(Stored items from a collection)
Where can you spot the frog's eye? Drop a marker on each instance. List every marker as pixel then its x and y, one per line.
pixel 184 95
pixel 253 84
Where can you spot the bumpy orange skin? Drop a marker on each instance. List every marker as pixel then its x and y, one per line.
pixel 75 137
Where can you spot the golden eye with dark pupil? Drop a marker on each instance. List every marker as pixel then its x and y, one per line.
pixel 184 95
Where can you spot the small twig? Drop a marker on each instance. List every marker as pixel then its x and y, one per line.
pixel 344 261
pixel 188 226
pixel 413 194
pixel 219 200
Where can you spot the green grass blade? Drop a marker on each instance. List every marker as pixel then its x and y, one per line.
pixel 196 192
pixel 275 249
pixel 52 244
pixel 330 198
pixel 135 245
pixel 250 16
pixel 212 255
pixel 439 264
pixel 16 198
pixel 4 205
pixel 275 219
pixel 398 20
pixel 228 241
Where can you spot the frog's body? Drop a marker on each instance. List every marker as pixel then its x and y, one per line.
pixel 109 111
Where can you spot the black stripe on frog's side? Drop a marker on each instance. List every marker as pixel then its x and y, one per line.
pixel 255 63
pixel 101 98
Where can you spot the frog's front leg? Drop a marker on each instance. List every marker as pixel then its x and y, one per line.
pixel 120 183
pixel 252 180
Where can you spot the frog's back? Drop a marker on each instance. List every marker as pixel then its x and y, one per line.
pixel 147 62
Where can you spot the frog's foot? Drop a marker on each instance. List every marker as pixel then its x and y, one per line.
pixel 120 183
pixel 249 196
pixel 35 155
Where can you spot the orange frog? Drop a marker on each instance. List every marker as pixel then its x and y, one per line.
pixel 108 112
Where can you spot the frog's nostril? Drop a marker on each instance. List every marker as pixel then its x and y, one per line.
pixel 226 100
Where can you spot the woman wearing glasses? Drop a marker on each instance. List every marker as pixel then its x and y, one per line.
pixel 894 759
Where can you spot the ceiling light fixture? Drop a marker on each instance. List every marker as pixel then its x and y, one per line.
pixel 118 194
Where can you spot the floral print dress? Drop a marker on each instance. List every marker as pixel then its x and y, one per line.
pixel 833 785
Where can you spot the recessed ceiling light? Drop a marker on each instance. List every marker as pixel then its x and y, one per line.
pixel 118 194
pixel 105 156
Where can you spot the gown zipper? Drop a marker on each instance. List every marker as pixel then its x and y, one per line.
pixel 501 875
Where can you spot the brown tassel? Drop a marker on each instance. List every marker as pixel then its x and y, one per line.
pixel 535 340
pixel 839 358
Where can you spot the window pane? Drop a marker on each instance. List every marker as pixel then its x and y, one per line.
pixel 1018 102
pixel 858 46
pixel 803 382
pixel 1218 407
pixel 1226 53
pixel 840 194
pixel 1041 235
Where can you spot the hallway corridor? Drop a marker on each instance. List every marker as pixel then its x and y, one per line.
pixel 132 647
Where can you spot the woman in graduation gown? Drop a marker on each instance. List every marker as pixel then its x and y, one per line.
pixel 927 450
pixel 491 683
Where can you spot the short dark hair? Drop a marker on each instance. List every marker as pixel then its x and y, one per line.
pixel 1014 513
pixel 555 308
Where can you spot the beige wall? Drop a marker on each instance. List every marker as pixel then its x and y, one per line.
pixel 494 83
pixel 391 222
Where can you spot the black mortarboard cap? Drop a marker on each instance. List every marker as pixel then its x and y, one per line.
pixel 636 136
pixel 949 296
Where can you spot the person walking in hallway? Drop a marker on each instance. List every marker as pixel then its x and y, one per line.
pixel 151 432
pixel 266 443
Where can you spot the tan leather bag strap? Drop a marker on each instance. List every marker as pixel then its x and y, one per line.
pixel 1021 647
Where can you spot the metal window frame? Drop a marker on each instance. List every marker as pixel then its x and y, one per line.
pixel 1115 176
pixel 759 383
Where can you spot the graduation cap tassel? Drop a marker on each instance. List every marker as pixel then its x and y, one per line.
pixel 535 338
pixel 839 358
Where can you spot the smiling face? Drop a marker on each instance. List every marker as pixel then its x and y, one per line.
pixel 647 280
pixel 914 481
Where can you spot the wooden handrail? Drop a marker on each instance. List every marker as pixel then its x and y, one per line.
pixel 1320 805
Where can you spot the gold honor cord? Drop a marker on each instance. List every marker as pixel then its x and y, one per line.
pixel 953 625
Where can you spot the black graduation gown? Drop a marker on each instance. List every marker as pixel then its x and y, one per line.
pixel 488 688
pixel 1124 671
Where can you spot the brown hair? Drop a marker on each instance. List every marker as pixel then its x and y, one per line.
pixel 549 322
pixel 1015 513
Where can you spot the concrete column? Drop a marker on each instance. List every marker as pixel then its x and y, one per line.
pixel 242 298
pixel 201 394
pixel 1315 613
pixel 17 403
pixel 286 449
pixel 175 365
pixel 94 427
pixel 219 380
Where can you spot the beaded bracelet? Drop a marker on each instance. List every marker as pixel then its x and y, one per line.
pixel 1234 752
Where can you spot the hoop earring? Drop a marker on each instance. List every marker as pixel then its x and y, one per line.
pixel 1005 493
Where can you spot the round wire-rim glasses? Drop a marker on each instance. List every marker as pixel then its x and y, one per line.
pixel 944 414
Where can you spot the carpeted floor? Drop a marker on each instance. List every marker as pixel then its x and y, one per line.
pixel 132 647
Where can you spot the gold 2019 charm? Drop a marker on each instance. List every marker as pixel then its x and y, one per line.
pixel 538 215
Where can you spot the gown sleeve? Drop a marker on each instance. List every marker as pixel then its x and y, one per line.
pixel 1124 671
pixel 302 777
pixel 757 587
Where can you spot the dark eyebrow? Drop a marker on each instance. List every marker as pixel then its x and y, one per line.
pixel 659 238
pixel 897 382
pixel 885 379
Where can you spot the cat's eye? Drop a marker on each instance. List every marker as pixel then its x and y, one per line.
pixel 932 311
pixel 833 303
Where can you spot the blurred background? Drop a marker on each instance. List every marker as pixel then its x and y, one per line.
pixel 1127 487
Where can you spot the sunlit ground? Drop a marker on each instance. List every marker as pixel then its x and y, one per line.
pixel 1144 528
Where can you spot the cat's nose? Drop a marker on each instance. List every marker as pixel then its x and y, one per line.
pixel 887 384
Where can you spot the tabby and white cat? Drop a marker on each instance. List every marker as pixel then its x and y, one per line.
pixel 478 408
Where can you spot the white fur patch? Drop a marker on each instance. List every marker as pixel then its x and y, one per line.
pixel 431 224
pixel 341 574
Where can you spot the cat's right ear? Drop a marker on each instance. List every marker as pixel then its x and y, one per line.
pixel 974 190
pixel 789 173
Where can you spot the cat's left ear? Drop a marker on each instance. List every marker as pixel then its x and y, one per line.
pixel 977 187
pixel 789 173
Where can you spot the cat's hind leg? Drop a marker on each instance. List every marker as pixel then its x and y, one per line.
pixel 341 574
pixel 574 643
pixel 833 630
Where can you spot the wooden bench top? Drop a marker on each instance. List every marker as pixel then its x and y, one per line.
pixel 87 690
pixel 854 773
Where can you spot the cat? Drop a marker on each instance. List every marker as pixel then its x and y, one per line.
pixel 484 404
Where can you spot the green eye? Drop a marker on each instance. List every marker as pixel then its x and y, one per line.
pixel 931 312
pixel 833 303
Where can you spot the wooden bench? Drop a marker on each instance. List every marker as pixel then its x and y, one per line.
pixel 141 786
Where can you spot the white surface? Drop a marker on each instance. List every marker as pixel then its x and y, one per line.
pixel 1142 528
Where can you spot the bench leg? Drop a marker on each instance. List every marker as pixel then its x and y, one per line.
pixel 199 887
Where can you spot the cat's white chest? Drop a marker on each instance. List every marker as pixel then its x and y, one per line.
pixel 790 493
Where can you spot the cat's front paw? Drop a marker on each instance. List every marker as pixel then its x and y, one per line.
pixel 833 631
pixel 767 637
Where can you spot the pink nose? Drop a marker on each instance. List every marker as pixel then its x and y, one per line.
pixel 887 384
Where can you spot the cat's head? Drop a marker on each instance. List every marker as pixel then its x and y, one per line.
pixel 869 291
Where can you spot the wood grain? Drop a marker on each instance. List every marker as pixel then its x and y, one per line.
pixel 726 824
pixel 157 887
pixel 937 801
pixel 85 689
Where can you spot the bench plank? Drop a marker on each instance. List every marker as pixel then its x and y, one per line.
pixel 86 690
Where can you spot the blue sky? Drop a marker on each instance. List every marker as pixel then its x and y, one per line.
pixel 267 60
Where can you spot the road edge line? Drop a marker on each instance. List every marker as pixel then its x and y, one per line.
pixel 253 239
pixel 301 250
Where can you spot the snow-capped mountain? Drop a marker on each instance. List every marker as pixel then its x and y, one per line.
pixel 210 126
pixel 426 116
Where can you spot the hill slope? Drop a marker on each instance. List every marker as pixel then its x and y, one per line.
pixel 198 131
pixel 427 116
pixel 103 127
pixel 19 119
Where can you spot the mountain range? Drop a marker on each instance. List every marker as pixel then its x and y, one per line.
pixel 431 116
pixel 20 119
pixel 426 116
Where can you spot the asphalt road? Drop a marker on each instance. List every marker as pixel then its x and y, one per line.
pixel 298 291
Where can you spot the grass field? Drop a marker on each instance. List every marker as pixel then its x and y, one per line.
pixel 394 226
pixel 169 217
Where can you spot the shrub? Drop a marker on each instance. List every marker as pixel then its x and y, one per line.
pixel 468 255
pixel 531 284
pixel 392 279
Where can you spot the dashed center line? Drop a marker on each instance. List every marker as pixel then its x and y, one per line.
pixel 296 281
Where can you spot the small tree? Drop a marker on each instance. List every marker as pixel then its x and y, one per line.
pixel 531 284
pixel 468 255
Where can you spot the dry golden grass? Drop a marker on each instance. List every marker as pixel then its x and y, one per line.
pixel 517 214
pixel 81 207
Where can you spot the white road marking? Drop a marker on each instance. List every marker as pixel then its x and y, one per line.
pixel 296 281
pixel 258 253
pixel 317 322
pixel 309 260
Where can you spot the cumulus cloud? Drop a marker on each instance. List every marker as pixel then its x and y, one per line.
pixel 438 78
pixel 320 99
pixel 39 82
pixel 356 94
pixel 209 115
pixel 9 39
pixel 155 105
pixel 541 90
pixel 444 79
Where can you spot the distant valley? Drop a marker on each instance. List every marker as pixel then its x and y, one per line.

### Your goal
Update the data from its beginning through the line containing "pixel 35 155", inclusive, replacing "Drop a marker" with "Place a point" and leaving everything else unchanged.

### The solution
Where can you spot the frog's eye? Place a point on each instance. List every marker as pixel then its x and y, one per line.
pixel 184 95
pixel 253 84
Where can you spot the bumpy orange skin? Place a point on each instance. List every marker as pixel then its x and y, one per line.
pixel 75 137
Where can you spot the golden eye with dark pupil? Place a point on each instance. List every marker as pixel then its x and y, one per line.
pixel 184 95
Where can you spot the small twig? Place a point on each instance. List every marker as pixel then its x and y, one per line.
pixel 344 261
pixel 188 226
pixel 413 194
pixel 219 200
Where can you spot the green grass blade? Place a point on each instance. List every marker as pixel then its x and y, one per line.
pixel 196 192
pixel 275 249
pixel 52 244
pixel 330 198
pixel 135 245
pixel 250 16
pixel 212 255
pixel 439 264
pixel 16 198
pixel 4 205
pixel 275 219
pixel 398 20
pixel 228 241
Where can you spot the frog's body? Place a point on each instance. List every marker as pixel then its x and y, one per line.
pixel 109 111
Where can you spot the black stripe on frog's side? Place a point on each instance. List every marker as pixel then its x and y, one per line.
pixel 255 63
pixel 101 98
Where can you spot the frog's front leg? Place a point on each instance. List every marker as pixel then its x and y, one per line.
pixel 120 183
pixel 252 180
Where can you spot the frog's back? Place a point on each instance. List every marker as pixel then its x and y, one per line.
pixel 147 62
Where can you spot the frog's foot? Place a point on each instance. List every marker as pixel then its x and y, one per line.
pixel 120 183
pixel 249 196
pixel 35 155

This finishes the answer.